→ Assignment: Each entry that appears below should be restated exactly as it is.

━━━

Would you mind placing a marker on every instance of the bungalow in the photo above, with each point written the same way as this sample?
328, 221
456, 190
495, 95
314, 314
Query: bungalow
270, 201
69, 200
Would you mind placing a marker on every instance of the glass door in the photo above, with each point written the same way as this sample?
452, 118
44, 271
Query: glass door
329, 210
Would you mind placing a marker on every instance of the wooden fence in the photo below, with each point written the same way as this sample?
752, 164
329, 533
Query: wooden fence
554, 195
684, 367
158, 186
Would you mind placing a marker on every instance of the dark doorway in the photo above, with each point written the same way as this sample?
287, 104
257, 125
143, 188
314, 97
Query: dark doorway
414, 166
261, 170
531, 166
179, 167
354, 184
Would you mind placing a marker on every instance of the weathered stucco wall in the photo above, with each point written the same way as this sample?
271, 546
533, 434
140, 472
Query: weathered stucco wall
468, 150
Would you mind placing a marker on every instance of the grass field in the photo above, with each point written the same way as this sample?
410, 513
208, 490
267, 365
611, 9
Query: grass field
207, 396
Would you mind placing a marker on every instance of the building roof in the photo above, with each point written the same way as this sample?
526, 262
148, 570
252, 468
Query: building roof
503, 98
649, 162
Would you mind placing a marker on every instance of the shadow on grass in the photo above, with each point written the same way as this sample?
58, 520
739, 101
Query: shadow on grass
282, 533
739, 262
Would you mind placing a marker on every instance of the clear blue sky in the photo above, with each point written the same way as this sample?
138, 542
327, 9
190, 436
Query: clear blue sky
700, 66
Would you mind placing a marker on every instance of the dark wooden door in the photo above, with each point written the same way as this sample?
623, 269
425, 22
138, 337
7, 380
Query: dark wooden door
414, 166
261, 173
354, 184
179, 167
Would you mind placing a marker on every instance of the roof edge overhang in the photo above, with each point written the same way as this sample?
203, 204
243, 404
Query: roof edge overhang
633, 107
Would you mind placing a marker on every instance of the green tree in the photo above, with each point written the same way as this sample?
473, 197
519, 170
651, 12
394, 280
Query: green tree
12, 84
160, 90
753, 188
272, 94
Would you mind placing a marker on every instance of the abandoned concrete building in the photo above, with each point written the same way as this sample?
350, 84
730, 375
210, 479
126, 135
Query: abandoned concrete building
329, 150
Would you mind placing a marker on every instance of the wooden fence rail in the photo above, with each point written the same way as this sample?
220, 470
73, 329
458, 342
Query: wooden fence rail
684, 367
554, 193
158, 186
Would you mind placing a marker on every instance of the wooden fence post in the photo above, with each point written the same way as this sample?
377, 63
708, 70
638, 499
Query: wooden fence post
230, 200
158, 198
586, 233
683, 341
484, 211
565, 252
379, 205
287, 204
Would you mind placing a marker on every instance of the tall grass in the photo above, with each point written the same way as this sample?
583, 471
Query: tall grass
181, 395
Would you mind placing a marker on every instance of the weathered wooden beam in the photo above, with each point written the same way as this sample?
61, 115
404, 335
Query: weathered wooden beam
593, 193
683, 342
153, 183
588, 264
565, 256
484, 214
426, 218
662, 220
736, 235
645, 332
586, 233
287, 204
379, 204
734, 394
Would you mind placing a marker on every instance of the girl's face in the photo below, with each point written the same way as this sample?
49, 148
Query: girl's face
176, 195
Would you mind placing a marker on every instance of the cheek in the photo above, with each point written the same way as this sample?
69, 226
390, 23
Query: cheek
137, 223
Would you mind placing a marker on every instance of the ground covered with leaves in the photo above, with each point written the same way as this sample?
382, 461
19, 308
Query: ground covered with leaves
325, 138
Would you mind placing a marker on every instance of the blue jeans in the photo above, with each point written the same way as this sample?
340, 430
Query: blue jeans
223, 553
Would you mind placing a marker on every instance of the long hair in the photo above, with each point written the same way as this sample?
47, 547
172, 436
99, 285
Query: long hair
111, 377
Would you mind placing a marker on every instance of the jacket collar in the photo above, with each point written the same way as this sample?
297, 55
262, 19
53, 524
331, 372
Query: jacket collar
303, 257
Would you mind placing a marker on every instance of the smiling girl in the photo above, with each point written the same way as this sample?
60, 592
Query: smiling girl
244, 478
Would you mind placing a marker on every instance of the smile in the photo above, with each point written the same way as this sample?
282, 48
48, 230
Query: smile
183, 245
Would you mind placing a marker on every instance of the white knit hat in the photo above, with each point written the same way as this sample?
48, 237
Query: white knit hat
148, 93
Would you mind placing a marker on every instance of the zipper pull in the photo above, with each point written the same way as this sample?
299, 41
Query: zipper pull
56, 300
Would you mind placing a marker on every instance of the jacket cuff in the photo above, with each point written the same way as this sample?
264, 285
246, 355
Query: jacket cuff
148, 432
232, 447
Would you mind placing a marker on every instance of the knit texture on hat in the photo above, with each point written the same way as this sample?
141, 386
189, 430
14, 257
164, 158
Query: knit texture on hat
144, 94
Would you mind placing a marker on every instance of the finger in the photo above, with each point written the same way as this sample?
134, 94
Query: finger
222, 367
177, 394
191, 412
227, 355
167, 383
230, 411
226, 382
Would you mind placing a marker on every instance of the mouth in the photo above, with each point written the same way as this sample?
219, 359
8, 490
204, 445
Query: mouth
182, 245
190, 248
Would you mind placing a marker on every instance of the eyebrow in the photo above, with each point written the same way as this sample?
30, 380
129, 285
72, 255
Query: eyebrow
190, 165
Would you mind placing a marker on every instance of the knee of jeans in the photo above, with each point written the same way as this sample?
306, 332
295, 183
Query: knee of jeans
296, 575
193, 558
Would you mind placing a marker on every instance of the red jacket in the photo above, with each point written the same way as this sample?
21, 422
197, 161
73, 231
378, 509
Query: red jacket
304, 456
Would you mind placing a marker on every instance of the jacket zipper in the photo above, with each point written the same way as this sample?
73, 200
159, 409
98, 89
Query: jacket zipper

━━━

→ Answer box:
Would you mind placing a marker on every instance of the bungalow in the photo above, with each point written the same way as this sample?
328, 221
456, 190
495, 95
314, 314
Query: bungalow
270, 201
69, 200
Would you mind placing a marker on every instance of the glass door in the photo above, with each point written the same way as this sample?
452, 118
44, 271
Query: glass door
329, 210
Would you mind placing a marker on every instance of the wooden fence in the photo below, with each point written the same way as this sample?
752, 164
329, 533
Query: wooden fence
554, 195
684, 367
158, 186
Would you mind placing a marker on every instance of the dark doorway in the photo above, with each point written the same way as this sample?
287, 104
257, 125
143, 188
314, 97
Query: dark doorway
414, 166
261, 170
531, 166
179, 167
354, 184
Would you mind placing a marker on every instance of the weathered stucco wall in the photo above, with each point written the same way as this sample?
271, 546
533, 434
140, 472
Query: weathered stucco wall
468, 150
Would you mind placing a marker on every instance of the grass field in the photo above, with each point written the same way as this sample?
410, 513
208, 490
267, 365
611, 9
Query: grass field
207, 396
Would you mind placing a marker on every instance of the building roof in the photo above, with each point written the same way as this sample?
526, 262
148, 570
252, 468
Query: building roof
503, 98
649, 162
Would you mind placing a marker on every instance of the shadow on grass in the photo above, with each point written the same way as this sample?
58, 520
739, 101
Query: shadow on grass
282, 533
739, 262
Would you mind placing a marker on every instance of the clear blue sky in the photo above, with each point written the same way as this sample?
138, 542
327, 9
190, 436
Query: clear blue sky
700, 66
Would you mind placing a marker on every instance of the dark wooden door in the photo above, with each point written the same way as this sample?
623, 269
425, 22
138, 337
7, 380
Query: dark wooden door
414, 166
261, 173
354, 184
179, 167
Would you mind placing a marker on every instance of the roof edge overhang in the photo above, with each point written the same way as this sample?
203, 204
243, 404
Query: roof edge overhang
633, 107
Would you mind placing a marker on every instance of the green tree in the photo above, with each point written the same way as this sample?
473, 197
519, 170
651, 12
394, 280
Query: green tree
12, 84
160, 90
753, 188
272, 94
Would you mind placing a marker on every instance of the abandoned concrete building in the photo above, with each point written the same way as this sample?
350, 84
730, 375
210, 479
126, 135
Query: abandoned concrete building
329, 150
Would you mind placing a marker on every instance of the wooden fence rail in the photo above, with each point written the same way as this sample?
220, 470
73, 329
458, 342
Query: wooden fence rail
684, 367
554, 193
158, 186
Would you mind placing a marker on every instance of the wooden fence post in the photo above, with each point written the same way as this sample?
377, 63
708, 70
638, 499
Query: wooden fence post
230, 200
158, 198
586, 233
683, 341
484, 211
565, 252
379, 205
287, 204
Would you mind placing a marker on every instance of the tall grass in the photo above, with each point written the same way as this sample?
583, 471
Query: tall grass
181, 395
Would you mind placing a marker on every instance of the weathered wooden beam in the photo above, with each point written the same way as this sample?
61, 115
404, 335
Query: weathered wooden beam
593, 193
683, 342
153, 183
588, 264
565, 256
484, 214
426, 218
662, 220
736, 235
645, 332
586, 233
287, 204
379, 204
734, 394
Would you mind placing a marker on every instance of the girl's face in the photo below, with each point written the same way as this sample?
49, 148
Query: girl's face
176, 195
Would you mind placing a marker on every instance of the cheek in the photo above, with each point written the same way as this sample?
69, 226
390, 23
Query: cheek
137, 223
Would you mind placing a marker on every instance of the ground covered with leaves in the photo above, with each point written the same way as this sample?
382, 461
19, 308
Query: ground covered with leaves
325, 138
Would you mind placing a marker on every instance of the blue jeans in the photo above, with each point written the same way as this sample?
340, 430
Query: blue jeans
223, 553
Would you mind placing a marker on every instance of the long hair in the photo above, with each point written the same way as this sample?
47, 547
172, 436
99, 285
Query: long hair
111, 377
Would you mind placing a marker on every instance of the jacket collar in the photo above, with each point written the same way as this sample?
297, 55
262, 19
53, 524
331, 372
Query: jacket collar
303, 257
Would you mind placing a marker on every instance of the smiling girl in the photo above, with each point written the same way as this sample?
60, 592
Query: smiling girl
244, 478
Would you mind placing a marker on every instance of the smile in the photo above, with each point written the same way as this sample?
282, 48
48, 230
Query: smile
183, 245
Would you mind placing a marker on every instance of the white knit hat in the photo above, with each point written the same way as this sample?
48, 237
Query: white knit hat
148, 93
Would you mind placing a marker on every instance of the zipper pull in the photo above, with each point written the same way as this sample?
299, 41
Query: zipper pull
56, 300
Would you mind placing a marker on every instance of the jacket cuff in the photo above, with each point written the same way as this sample?
264, 285
246, 355
Query: jacket cuff
148, 432
232, 447
Would you mind placing a marker on every instance of the knit texture on hat in the photo above, with each point written the same way as this sample?
141, 386
189, 430
14, 257
164, 158
Query: knit texture on hat
144, 94
Would you mind placing a marker on every instance of the finger in the photo above, with each point written the same way as this sample?
134, 94
Query: finger
222, 367
177, 394
191, 412
227, 355
167, 383
230, 411
226, 382
Would you mind placing a marker on every instance of the mouth in the photo above, with each point written the same way as this sample?
219, 359
8, 490
204, 445
Query: mouth
182, 245
190, 248
Would you mind placing a marker on every instance of the eyebrow in the photo above, with each point written the same way as this sample?
30, 380
129, 285
72, 255
Query: eyebrow
190, 165
Would you mind placing a marker on every instance of the knee of jeans in the photo above, with each point written the same way as this sample?
306, 332
295, 183
Query: knee of jeans
296, 575
193, 558
Would you mind placing a marker on every instance of the red jacket in the photo above, with each point written the same way as this sample?
21, 422
197, 161
73, 231
378, 509
Query: red jacket
304, 456
Would you mind placing a marker on every instance of the jacket zipper in the photo above, with each point written the same way as this sample?
73, 200
159, 409
98, 89
Query: jacket zipper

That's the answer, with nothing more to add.